*EXERCISE:* Each entry is to be transcribed exactly, with nothing added or dropped.

*Dataset entries:*
*** Begin section ***

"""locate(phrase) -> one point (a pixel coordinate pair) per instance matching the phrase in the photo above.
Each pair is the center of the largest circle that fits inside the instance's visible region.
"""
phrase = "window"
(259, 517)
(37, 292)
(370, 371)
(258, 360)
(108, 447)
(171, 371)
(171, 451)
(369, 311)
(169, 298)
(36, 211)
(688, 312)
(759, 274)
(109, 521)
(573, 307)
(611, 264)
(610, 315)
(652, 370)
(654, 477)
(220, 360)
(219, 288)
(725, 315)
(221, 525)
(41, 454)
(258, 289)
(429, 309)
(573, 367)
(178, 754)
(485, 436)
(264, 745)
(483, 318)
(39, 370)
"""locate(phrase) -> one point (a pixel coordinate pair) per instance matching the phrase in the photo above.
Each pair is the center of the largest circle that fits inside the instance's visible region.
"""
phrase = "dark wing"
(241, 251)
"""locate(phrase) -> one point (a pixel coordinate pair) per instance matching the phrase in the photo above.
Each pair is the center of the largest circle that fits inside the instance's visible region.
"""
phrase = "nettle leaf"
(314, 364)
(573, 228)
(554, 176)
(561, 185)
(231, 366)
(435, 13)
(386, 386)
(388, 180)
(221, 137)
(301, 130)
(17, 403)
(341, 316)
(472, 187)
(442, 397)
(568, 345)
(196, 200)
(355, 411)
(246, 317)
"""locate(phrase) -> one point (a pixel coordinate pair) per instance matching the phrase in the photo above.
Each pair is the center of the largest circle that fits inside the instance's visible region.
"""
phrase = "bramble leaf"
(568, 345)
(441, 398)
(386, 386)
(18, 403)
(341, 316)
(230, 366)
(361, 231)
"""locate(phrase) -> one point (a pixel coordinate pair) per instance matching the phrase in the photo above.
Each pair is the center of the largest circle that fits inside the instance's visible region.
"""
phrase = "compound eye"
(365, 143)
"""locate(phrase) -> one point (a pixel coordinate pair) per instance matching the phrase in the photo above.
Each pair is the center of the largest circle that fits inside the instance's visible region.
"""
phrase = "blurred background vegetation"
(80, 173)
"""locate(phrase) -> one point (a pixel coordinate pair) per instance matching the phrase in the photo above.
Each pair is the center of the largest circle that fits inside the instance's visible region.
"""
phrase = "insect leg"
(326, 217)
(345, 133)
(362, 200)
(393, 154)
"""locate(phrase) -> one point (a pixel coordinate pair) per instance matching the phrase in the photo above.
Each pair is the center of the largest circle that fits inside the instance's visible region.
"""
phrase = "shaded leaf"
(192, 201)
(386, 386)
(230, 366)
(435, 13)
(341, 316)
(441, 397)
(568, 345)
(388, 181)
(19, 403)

*** End section ***

*TASK ANSWER:*
"""locate(phrase) -> one point (a pixel coordinate pair) per instance matching the phrase in the photo above.
Each pair is the center of the largest circle that fits inside the instance's visible region.
"""
phrase = "window"
(259, 517)
(37, 292)
(370, 371)
(258, 360)
(108, 447)
(171, 371)
(171, 451)
(369, 311)
(169, 298)
(36, 211)
(688, 312)
(759, 274)
(109, 521)
(573, 307)
(611, 264)
(610, 315)
(652, 370)
(654, 477)
(220, 360)
(219, 288)
(725, 315)
(221, 525)
(41, 454)
(258, 289)
(429, 309)
(573, 367)
(178, 754)
(485, 436)
(264, 745)
(483, 318)
(39, 370)
"""locate(phrase) -> one point (a pixel coordinate pair) per instance matching the phrase in the photo above.
Each pair is the center of the largest circle that fits inside the instance's visible region.
"""
phrase = "dark wing"
(241, 251)
"""locate(phrase) -> one point (a pixel coordinate pair) per instance matching the phrase in the photo above.
Each pair is the center of the largest circle that fits inside the instance's visible region.
"""
phrase = "nettle leaf"
(314, 364)
(573, 228)
(554, 176)
(561, 185)
(231, 366)
(435, 13)
(386, 386)
(388, 180)
(221, 137)
(301, 130)
(17, 403)
(341, 316)
(472, 187)
(442, 397)
(568, 345)
(196, 200)
(355, 411)
(246, 317)
"""locate(phrase) -> one point (a pixel coordinate pair) per instance matching the phrase in the photo above.
Each pair is the center of the largest circle that fits inside the instance's visible region.
"""
phrase = "bramble leaf"
(568, 345)
(441, 398)
(386, 386)
(18, 403)
(341, 316)
(230, 366)
(361, 231)
"""locate(phrase) -> one point (a pixel coordinate pair) per instance matching the phrase in the photo above.
Each pair is the center of the largest circle that fits inside the instance's visible region.
"""
phrase = "compound eye"
(365, 143)
"""locate(phrase) -> one point (a pixel coordinate pair) per instance matching the phrase in the photo above.
Each pair is the center of the largest circle that fits inside the instance's visible region.
"""
phrase = "blurred background vegetation"
(80, 173)
"""locate(phrase) -> one point (a pixel coordinate pair) per instance matching the phrase in the photo above.
Each pair is the center of the largest circle that fits inside the instance's visible region.
"""
phrase = "insect leg"
(326, 217)
(345, 133)
(362, 200)
(393, 154)
"""locate(phrase) -> one point (a pixel coordinate pair) per instance matching the phrase in the photo above.
Each pair is the center of the largest circle that fits inside the instance's visible region.
"""
phrase = "shaded leaf"
(192, 201)
(386, 386)
(230, 366)
(435, 13)
(341, 316)
(441, 397)
(568, 345)
(388, 181)
(19, 403)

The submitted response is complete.